**TRECHO CITADO:**
'''

A intervenção urbana “Brasil, Terra indígena”, projeção sobreposta ao Monumento às Bandeiras, de Brecheret, lembra como nosso presente está lotado de passado. Ela nos faz pensar por que repetimos acriticamente os nossos colonizadores, sem considerar outros pontos de vista.
Essa intervenção conversa com outra, ocorrida em 2013 durante uma manifestação em favor dos povos indígenas, quando esse mesmo monumento foi manchado de tinta vermelha pelos participantes. Ambas as intervenções questionam o mito do bandeirante desbravador, conquistador das terras do interior do Brasil, criado no início do século XX, com o intuito de construir uma narrativa ancorada no embranquecimento dos povos negros e indígenas e na construção de uma imagem pacífica de trabalho conjunto. Um dos símbolos do modernismo brasileiro, o monumento exalta os responsáveis pelo estupro e genocídio indígena, assim como pela expulsão desses povos de suas terras. Ao transformar o monumento, Denilson deixa as feridas abertas, promovendo uma guerrilha imagética que lembra quem são os verdadeiros donos da terra, geralmente esquecidos.
Esse trabalho ressignifica, também, a história da arte brasileira. Desromantiza as narrativas de construção da nação e da arte, para as quais os modernistas criaram imagens. Exige pensar qual o ponto de vista do olhar que pinta o quadro, que esculpe a pedra.
O historiador Durval Muniz de Albuquerque Júnior mostra como a narrativa de Mário de Andrade para o modernismo brasileiro propõe, como método de “desafrancesamento”, a elaboração de elementos regionais, provenientes da tradição popular, negra e indígena, para criar trabalhos de escopo universalista, que contribuíssem para o “concerto mundial das artes”. A pintura “Reantropofagia”, literalmente, decapita a narrativa marioandradina reincorporando o projeto anárquico de Tarsila do Amaral, Raul Bopp e Oswald de Andrade com o Movimento Antropófago, inspirado na tradição Tupinambá.

'''

**ENTRADAS EXIBIDAS:**
'''

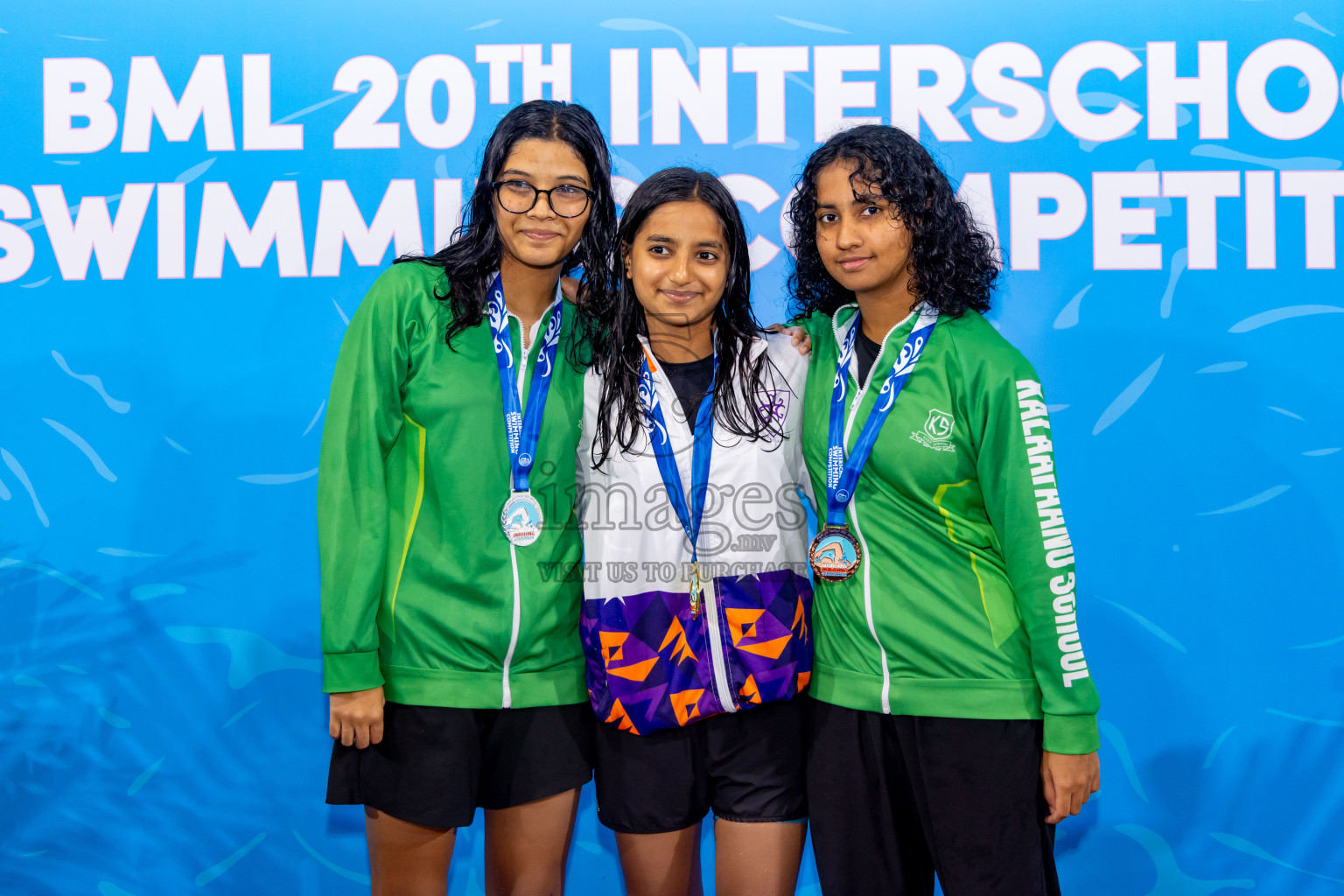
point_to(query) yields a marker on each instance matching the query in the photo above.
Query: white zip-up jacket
(652, 662)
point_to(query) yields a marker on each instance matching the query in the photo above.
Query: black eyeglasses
(519, 196)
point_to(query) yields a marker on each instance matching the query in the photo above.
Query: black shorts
(436, 765)
(897, 798)
(745, 766)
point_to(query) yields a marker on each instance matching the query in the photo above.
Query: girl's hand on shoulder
(802, 340)
(356, 718)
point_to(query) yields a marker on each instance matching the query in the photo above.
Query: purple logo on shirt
(774, 403)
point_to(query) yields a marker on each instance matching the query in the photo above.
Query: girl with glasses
(696, 624)
(955, 717)
(449, 547)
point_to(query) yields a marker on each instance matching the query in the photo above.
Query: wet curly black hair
(952, 258)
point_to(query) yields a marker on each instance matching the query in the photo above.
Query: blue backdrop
(160, 713)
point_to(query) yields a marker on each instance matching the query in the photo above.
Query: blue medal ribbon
(523, 430)
(704, 444)
(843, 472)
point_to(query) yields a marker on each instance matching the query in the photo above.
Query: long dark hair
(619, 352)
(952, 260)
(474, 251)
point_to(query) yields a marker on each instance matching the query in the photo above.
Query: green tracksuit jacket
(421, 592)
(964, 605)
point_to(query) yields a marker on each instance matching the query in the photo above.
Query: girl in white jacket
(696, 606)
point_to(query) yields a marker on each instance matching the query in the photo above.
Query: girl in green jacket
(955, 717)
(451, 556)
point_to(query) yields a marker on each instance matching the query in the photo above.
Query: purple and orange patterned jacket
(652, 662)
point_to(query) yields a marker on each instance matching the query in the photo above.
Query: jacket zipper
(721, 670)
(854, 511)
(711, 610)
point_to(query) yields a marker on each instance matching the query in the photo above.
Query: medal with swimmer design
(835, 555)
(522, 519)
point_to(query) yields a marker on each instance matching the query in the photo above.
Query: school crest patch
(937, 431)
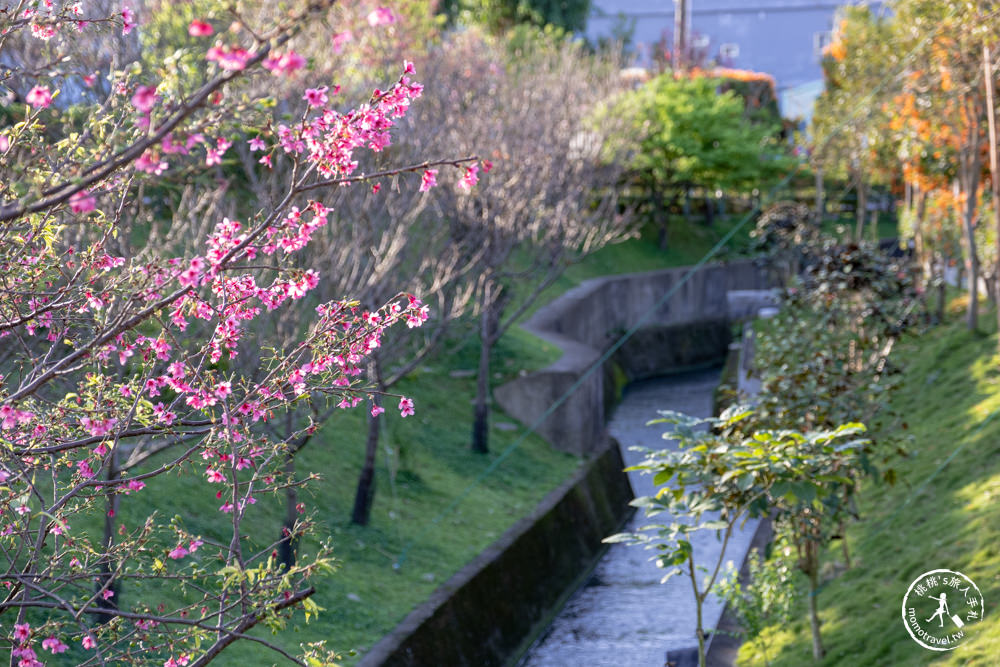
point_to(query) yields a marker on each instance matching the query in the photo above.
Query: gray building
(784, 38)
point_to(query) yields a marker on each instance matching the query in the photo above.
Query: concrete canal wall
(485, 614)
(691, 328)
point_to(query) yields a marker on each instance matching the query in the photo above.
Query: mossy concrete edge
(483, 614)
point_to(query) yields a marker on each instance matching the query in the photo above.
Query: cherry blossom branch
(382, 174)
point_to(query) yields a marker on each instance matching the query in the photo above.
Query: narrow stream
(623, 616)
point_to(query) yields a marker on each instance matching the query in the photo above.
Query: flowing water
(623, 616)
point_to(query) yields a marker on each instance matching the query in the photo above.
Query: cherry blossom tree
(550, 200)
(135, 281)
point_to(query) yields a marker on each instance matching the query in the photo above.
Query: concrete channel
(622, 616)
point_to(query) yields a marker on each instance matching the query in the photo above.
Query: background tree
(683, 134)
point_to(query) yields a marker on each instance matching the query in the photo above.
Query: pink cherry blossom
(428, 180)
(381, 16)
(55, 645)
(229, 58)
(128, 22)
(151, 163)
(341, 39)
(199, 29)
(316, 97)
(405, 406)
(144, 98)
(284, 64)
(82, 202)
(39, 97)
(470, 178)
(22, 632)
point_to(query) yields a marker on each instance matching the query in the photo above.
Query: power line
(598, 13)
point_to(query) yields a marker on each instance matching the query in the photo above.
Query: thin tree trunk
(942, 288)
(970, 184)
(923, 260)
(364, 495)
(698, 602)
(820, 194)
(862, 208)
(104, 580)
(480, 422)
(288, 542)
(994, 172)
(814, 626)
(663, 222)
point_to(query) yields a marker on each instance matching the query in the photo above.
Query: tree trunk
(365, 494)
(970, 185)
(820, 194)
(104, 579)
(924, 261)
(991, 119)
(942, 288)
(491, 309)
(861, 211)
(818, 651)
(480, 422)
(288, 543)
(663, 222)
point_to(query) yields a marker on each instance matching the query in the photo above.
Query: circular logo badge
(938, 608)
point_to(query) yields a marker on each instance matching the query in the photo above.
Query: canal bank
(623, 615)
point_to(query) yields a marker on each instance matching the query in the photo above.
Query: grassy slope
(688, 243)
(424, 466)
(952, 521)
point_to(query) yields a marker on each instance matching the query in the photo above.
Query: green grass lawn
(434, 510)
(941, 514)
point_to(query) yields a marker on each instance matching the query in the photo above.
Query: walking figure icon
(941, 611)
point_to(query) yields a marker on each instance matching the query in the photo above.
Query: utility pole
(681, 37)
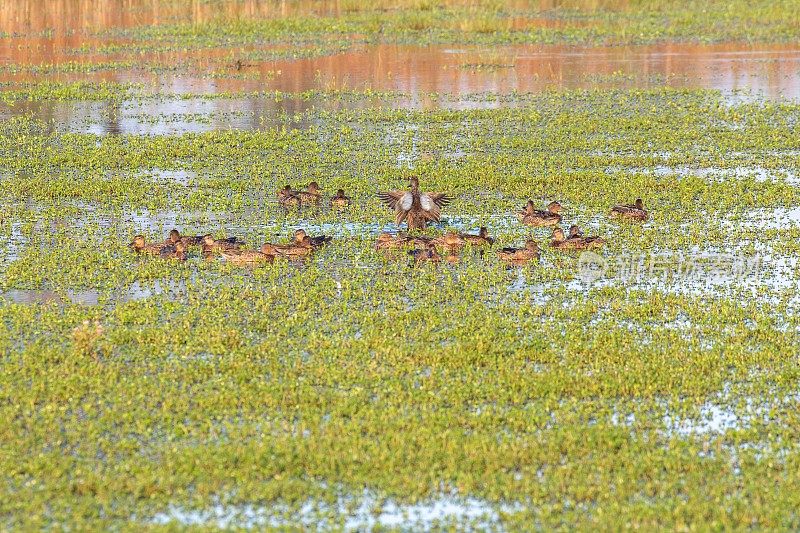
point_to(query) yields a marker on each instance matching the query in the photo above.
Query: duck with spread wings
(414, 207)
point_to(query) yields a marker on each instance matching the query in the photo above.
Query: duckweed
(357, 390)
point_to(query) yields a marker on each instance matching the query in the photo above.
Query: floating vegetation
(650, 383)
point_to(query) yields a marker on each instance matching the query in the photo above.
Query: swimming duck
(426, 254)
(576, 242)
(312, 194)
(246, 257)
(316, 241)
(387, 241)
(530, 216)
(293, 250)
(287, 197)
(450, 241)
(139, 246)
(340, 200)
(174, 251)
(481, 239)
(414, 207)
(211, 245)
(630, 212)
(520, 255)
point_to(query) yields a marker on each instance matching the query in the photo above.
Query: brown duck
(140, 246)
(425, 255)
(312, 194)
(530, 216)
(450, 241)
(520, 255)
(212, 245)
(630, 211)
(289, 250)
(481, 239)
(340, 200)
(414, 207)
(576, 241)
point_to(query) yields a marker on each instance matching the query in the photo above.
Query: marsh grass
(353, 377)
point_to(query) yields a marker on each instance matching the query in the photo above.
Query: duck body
(414, 207)
(634, 211)
(426, 255)
(140, 246)
(481, 239)
(210, 244)
(520, 255)
(288, 198)
(387, 241)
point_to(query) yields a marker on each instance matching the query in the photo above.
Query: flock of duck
(417, 209)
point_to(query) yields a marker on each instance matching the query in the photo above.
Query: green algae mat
(650, 385)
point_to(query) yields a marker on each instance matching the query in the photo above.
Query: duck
(530, 216)
(140, 246)
(340, 200)
(293, 250)
(316, 241)
(312, 194)
(481, 239)
(246, 257)
(387, 241)
(287, 197)
(633, 211)
(211, 245)
(174, 251)
(427, 254)
(520, 255)
(576, 242)
(414, 207)
(450, 240)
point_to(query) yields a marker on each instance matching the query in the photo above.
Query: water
(45, 38)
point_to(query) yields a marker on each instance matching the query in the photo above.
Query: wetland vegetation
(354, 390)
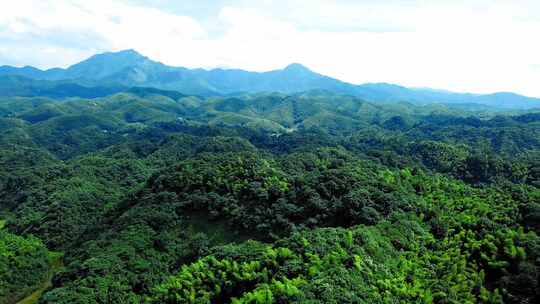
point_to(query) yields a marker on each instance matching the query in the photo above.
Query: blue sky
(475, 46)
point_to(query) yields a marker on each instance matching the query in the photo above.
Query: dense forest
(151, 196)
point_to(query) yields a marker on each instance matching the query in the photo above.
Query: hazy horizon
(472, 46)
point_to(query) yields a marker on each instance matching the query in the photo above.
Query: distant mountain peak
(296, 67)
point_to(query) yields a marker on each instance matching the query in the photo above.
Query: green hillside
(313, 197)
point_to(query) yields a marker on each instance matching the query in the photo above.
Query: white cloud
(478, 46)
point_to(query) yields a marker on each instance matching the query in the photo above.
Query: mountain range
(113, 72)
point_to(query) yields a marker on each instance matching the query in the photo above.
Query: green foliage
(153, 197)
(24, 264)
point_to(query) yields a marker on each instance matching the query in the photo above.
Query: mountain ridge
(129, 68)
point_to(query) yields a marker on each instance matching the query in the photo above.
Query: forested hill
(108, 72)
(154, 196)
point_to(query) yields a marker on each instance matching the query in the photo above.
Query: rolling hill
(128, 68)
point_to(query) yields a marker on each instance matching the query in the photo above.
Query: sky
(477, 46)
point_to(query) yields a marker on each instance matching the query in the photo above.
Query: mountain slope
(129, 68)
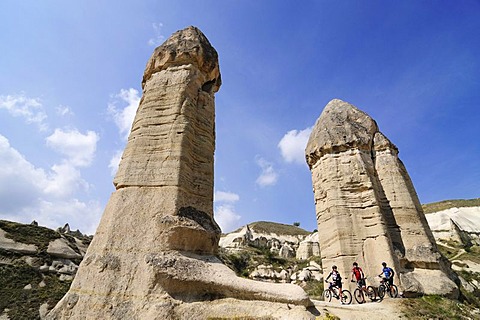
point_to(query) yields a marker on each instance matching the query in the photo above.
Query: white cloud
(159, 37)
(124, 117)
(63, 181)
(30, 109)
(77, 147)
(292, 145)
(222, 196)
(115, 161)
(268, 176)
(28, 193)
(64, 111)
(227, 218)
(225, 214)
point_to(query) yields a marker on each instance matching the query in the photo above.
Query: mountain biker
(337, 280)
(388, 273)
(357, 272)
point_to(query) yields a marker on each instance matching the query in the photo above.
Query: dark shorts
(338, 284)
(390, 281)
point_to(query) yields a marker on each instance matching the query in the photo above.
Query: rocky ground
(37, 265)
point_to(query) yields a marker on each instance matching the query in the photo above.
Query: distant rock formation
(152, 256)
(461, 224)
(283, 245)
(367, 208)
(53, 253)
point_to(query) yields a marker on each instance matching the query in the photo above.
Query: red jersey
(358, 272)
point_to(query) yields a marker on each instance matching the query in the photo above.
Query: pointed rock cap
(340, 127)
(380, 143)
(187, 46)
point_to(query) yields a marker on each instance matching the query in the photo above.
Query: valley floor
(387, 309)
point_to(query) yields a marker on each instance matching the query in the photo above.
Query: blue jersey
(388, 272)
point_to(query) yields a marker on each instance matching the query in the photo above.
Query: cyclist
(357, 272)
(388, 274)
(337, 280)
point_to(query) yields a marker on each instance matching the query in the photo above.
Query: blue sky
(70, 82)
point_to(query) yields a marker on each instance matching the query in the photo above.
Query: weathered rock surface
(11, 245)
(461, 224)
(285, 245)
(367, 208)
(152, 256)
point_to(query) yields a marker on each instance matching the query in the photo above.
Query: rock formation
(461, 224)
(367, 208)
(153, 255)
(308, 247)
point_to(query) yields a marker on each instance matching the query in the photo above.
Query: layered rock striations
(153, 255)
(367, 208)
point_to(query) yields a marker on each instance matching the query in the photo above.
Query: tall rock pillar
(153, 255)
(367, 208)
(351, 226)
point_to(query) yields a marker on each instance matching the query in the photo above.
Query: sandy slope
(386, 309)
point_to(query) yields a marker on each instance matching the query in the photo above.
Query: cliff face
(367, 208)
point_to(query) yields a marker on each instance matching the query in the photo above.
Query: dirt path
(386, 309)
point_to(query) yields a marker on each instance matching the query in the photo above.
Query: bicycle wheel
(381, 291)
(371, 294)
(358, 294)
(346, 297)
(393, 291)
(327, 295)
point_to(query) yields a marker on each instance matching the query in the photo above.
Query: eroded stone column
(152, 256)
(351, 225)
(367, 208)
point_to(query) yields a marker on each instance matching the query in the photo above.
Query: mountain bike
(333, 290)
(360, 293)
(386, 287)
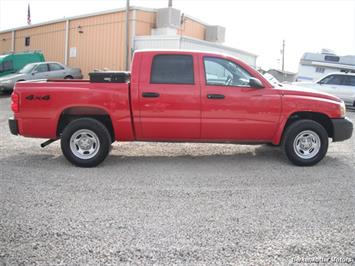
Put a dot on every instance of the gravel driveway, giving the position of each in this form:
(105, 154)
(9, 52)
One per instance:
(194, 204)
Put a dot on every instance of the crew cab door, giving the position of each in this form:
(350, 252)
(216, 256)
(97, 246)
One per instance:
(231, 110)
(169, 97)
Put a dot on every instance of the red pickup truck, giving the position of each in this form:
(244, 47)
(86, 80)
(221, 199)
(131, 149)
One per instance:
(177, 96)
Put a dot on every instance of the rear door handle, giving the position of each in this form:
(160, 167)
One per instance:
(215, 96)
(150, 94)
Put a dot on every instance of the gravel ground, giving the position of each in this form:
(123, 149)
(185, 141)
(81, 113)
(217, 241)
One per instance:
(191, 204)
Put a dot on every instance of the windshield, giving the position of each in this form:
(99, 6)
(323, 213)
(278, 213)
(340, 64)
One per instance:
(272, 79)
(27, 69)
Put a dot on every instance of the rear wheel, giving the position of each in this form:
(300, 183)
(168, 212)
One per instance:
(305, 142)
(85, 142)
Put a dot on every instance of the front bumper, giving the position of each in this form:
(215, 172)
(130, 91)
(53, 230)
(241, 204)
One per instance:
(342, 129)
(13, 126)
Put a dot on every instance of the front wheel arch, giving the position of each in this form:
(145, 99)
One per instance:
(315, 143)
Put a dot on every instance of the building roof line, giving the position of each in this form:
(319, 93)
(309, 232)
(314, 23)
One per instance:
(90, 15)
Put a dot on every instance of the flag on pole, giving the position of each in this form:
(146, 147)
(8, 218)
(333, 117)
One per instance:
(28, 15)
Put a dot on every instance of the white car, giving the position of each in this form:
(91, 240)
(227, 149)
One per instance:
(339, 84)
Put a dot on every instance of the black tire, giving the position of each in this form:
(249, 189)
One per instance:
(305, 126)
(100, 141)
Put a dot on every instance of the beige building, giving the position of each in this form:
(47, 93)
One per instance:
(97, 41)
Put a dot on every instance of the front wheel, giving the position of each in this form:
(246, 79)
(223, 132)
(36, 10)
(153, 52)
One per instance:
(305, 142)
(85, 142)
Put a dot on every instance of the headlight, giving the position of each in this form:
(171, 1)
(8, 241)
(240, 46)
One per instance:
(8, 81)
(342, 109)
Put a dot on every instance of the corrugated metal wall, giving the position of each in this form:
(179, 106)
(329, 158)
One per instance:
(47, 38)
(97, 42)
(5, 42)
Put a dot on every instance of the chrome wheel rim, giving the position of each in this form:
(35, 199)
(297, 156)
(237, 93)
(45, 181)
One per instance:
(84, 144)
(307, 144)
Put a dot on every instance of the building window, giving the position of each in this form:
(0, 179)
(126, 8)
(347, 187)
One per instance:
(7, 65)
(320, 70)
(27, 41)
(172, 69)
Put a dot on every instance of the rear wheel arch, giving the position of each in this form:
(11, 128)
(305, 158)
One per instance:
(73, 113)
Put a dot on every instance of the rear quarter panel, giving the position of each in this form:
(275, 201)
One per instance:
(292, 104)
(39, 118)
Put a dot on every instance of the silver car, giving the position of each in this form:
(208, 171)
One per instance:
(339, 84)
(41, 70)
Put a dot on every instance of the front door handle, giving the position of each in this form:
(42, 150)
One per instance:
(150, 94)
(215, 96)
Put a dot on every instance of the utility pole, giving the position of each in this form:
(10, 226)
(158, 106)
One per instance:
(127, 35)
(283, 58)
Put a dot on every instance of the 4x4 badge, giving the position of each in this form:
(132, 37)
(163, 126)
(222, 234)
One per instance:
(33, 97)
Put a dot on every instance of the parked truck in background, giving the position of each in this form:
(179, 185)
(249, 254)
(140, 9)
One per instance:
(178, 96)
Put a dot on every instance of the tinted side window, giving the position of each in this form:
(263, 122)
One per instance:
(222, 72)
(172, 69)
(55, 67)
(42, 68)
(7, 65)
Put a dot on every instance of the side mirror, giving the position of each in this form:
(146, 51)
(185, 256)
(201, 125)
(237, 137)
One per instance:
(255, 83)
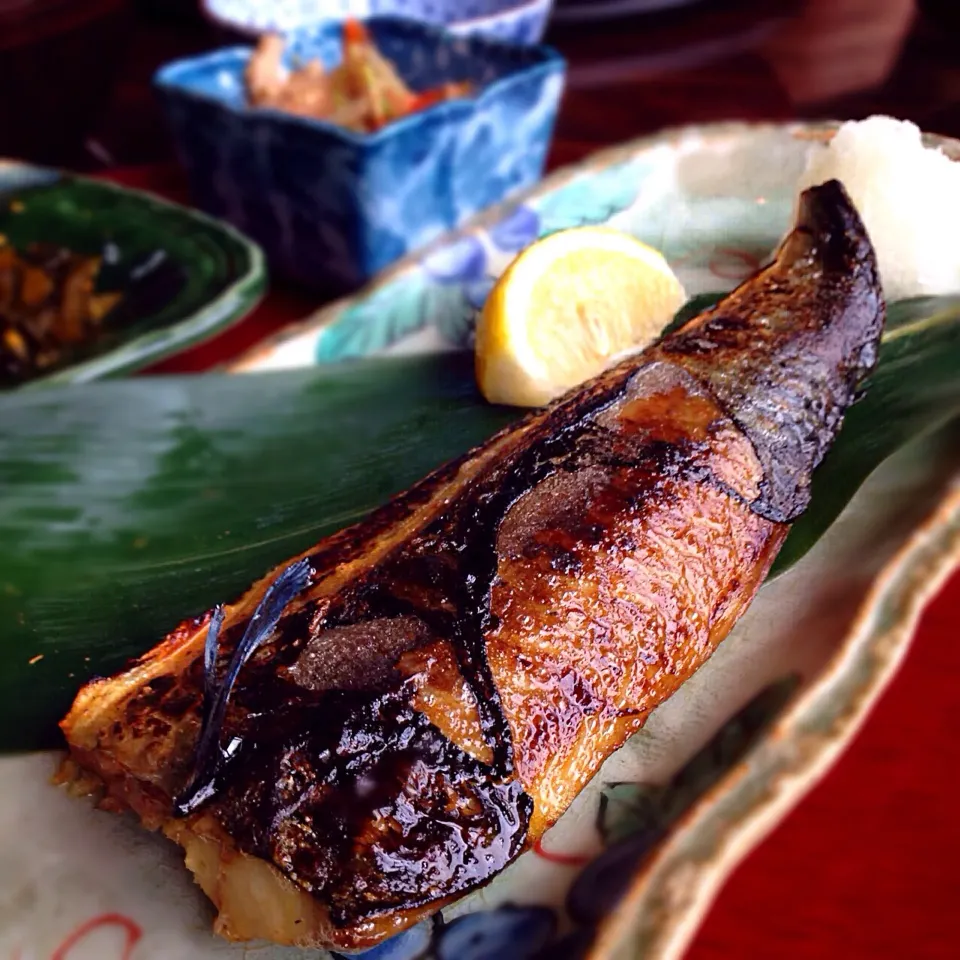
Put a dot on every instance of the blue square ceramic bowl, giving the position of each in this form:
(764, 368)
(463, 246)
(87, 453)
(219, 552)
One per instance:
(332, 207)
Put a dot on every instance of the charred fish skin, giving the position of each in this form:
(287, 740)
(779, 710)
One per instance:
(784, 374)
(460, 664)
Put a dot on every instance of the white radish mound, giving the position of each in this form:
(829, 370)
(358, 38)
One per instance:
(908, 197)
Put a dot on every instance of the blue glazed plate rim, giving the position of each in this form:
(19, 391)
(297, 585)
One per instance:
(228, 307)
(545, 60)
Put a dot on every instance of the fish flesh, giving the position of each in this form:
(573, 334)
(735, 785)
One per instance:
(384, 723)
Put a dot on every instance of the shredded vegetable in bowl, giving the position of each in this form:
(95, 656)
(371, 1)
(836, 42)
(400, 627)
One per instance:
(363, 93)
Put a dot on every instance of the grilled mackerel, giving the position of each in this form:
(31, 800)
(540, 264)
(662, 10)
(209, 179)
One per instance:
(385, 723)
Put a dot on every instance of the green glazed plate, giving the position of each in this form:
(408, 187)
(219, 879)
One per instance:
(184, 276)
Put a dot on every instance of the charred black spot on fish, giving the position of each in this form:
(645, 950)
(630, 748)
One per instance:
(362, 802)
(788, 379)
(211, 754)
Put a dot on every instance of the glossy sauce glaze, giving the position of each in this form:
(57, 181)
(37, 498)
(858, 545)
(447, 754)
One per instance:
(459, 665)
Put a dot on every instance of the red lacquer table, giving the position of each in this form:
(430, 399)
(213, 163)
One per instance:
(867, 865)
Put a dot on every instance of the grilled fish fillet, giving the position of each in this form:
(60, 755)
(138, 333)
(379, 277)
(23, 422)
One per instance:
(384, 724)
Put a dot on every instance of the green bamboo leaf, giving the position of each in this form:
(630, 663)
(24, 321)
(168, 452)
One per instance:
(128, 506)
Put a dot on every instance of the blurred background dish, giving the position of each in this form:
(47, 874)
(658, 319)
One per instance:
(518, 21)
(179, 277)
(332, 207)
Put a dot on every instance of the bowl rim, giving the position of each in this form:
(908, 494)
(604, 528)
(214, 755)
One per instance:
(221, 19)
(543, 60)
(227, 307)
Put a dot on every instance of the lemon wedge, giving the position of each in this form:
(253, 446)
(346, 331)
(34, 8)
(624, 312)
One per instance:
(567, 305)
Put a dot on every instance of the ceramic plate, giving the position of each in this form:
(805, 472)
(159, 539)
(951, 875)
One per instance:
(183, 275)
(631, 868)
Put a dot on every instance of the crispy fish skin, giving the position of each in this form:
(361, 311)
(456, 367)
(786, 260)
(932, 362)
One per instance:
(463, 661)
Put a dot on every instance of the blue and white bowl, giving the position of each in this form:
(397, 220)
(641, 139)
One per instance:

'''

**QUESTÕES E TAREFAS:**
• 1. Segundo o trecho citado, em que ano o Monumento às Bandeiras foi manchado de tinta vermelha durante uma manifestação em favor dos povos indígenas?
• 2. Repita, sem nenhuma alteração, tudo o que vai de "Esse trabalho ressignifica, também, a" até "esculpe a pedra." no trecho citado.
• 3. Dê seguimento ao trecho citado sobre a intervenção “Brasil, Terra indígena” a partir do ponto em que ele termina.
Não é preciso consultar as entradas.

**RESPOSTAS ÀS TAREFAS:**
• 1. Em 2013.

• 2.
Esse trabalho ressignifica, também, a história da arte brasileira. Desromantiza as narrativas de construção da nação e da arte, para as quais os modernistas criaram imagens. Exige pensar qual o ponto de vista do olhar que pinta o quadro, que esculpe a pedra.

• 3.
Repleta de elementos indígenas e com uma referência direta a Macunaíma, personagem inspirado na figura de Mukunaimã, o avô dos povos que habitam a reserva Raposa Serra do Sol, em Roraima, Denilson ironiza o modo como as tradições indígenas foram incorporadas, folclorizadas, exotificadas e embranquecidas pelos modernistas. Na pintura, o artista deixa um recado para um Mário de Andrade negro, subvertendo a máxima do manifesto antropófago: “Só me interessa o que não é meu”.
É importante lembrar que habitar a fronteira é perigoso, pois é lugar de exposição, lugar da verdadeira vanguarda, daqueles que estão na frente do pelotão de uma guerra. Os trabalhos de Denilson Baniwa ocupam lugar de destaque nessa guerra de imagens. São armas e munições para transformar o olhar, transformar a tradição visual. Ao abusar das linguagens e estratégias da indústria cultural, ele se aproxima com eficiência dos “brancos” na construção de um imaginário sobre essa história apagada e diminuída.